Text excerpt ::
┏━━

If approved by the Criminal Justice Training Commission, Spokane County would not start collecting the new tax until the end of June 2028. Cities and counties are not allowed to levy the new 0.1% sales tax if their voters have rejected a similar criminal justice sales tax within the previous 12 months.
NEXT STEPS
Tomeo Sam tells the Inlander that the community “really should ride this wave of this collaborative effort” by the task force. Through the process, she says she’s built camaraderie with Wendle and others who used to disagree with some of her ideas and who argued that taking care of people does not help with public safety.
“It’s something that I’ve never seen Spokane do,” she says. “We did a good job of keeping politics out of the room. … This is an issue that is permanent, so really, creating something like a council that has longevity beyond elected cycles, beyond the next crisis that we’re in, it’s something that’s going to be really key in keeping this momentum going.”
Zeke Smith, president of the Waters Meet Foundation, hopes that any council formed out of the work has a comprehensive focus and doesn’t simply mirror other criminal justice groups convened in Spokane County in the past.

┗━━

Image entries on named regions:

┏━━

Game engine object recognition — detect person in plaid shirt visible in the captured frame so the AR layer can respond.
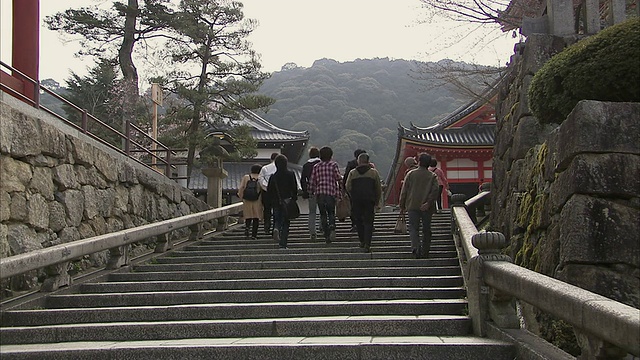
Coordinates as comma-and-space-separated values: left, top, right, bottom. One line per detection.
309, 146, 342, 244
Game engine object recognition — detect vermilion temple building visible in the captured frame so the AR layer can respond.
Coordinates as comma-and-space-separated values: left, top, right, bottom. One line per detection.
384, 87, 497, 207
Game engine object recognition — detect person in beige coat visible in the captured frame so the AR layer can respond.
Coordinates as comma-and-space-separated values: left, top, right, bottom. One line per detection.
238, 164, 264, 239
400, 154, 440, 259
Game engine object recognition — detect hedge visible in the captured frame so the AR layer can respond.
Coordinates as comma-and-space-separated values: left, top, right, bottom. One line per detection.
529, 17, 640, 123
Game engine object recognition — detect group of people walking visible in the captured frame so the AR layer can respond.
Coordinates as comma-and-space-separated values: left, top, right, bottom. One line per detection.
238, 146, 448, 258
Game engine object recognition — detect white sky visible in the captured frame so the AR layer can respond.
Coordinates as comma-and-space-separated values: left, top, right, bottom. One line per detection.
0, 0, 517, 83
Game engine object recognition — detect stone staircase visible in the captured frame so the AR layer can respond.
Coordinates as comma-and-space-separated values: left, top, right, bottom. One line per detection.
0, 213, 515, 360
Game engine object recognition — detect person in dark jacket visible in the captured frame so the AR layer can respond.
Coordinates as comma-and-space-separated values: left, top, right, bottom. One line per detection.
300, 146, 320, 241
341, 149, 367, 232
267, 155, 298, 249
346, 153, 382, 252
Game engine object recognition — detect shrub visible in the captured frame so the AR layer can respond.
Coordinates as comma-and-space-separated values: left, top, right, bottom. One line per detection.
529, 17, 640, 123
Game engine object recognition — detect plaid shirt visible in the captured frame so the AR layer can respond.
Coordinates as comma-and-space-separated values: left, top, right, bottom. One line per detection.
309, 160, 342, 197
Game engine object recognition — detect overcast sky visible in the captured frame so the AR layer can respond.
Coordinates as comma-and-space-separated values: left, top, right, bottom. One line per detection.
0, 0, 516, 82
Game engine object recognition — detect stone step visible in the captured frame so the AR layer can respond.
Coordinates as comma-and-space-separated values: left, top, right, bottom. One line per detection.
109, 266, 461, 281
0, 315, 471, 345
0, 212, 515, 360
2, 299, 467, 326
0, 336, 516, 360
78, 276, 463, 294
165, 245, 457, 261
46, 287, 465, 309
149, 256, 458, 271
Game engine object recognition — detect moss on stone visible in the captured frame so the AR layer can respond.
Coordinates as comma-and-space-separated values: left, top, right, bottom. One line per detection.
528, 17, 640, 123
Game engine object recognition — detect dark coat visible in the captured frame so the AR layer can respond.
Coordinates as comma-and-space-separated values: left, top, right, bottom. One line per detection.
267, 170, 298, 206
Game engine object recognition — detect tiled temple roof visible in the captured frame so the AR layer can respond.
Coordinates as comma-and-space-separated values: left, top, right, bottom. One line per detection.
189, 161, 302, 194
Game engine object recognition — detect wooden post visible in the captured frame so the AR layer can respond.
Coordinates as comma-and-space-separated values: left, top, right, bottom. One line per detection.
11, 0, 40, 102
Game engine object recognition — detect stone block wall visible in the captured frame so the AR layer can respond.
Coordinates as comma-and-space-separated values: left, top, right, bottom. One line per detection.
0, 92, 209, 290
491, 35, 640, 350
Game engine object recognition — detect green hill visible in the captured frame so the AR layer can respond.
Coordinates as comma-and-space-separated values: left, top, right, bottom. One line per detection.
259, 58, 478, 178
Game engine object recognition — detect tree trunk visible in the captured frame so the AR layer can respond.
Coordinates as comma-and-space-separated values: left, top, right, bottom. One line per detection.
118, 0, 139, 146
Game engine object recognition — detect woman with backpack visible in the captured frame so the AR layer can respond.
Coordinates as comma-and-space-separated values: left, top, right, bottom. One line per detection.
267, 154, 298, 249
238, 164, 263, 239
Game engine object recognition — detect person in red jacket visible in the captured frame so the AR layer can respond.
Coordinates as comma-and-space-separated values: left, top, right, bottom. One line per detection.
429, 159, 451, 212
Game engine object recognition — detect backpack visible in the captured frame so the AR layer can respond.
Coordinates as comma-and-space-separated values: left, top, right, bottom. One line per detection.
242, 176, 260, 201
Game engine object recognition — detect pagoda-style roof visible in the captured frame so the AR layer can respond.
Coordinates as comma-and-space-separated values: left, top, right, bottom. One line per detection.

┗━━

Instruction 1 :: According to the task force excerpt, when would Spokane County begin collecting the new tax if the Criminal Justice Training Commission approves it?
Instruction 2 :: Return the section of the task force excerpt that begins at the words "Zeke Smith, president" and stops after "in the past.".

Full answer 1 :: Not until the end of June 2028.

Full answer 2 ::
Zeke Smith, president of the Waters Meet Foundation, hopes that any council formed out of the work has a comprehensive focus and doesn’t simply mirror other criminal justice groups convened in Spokane County in the past.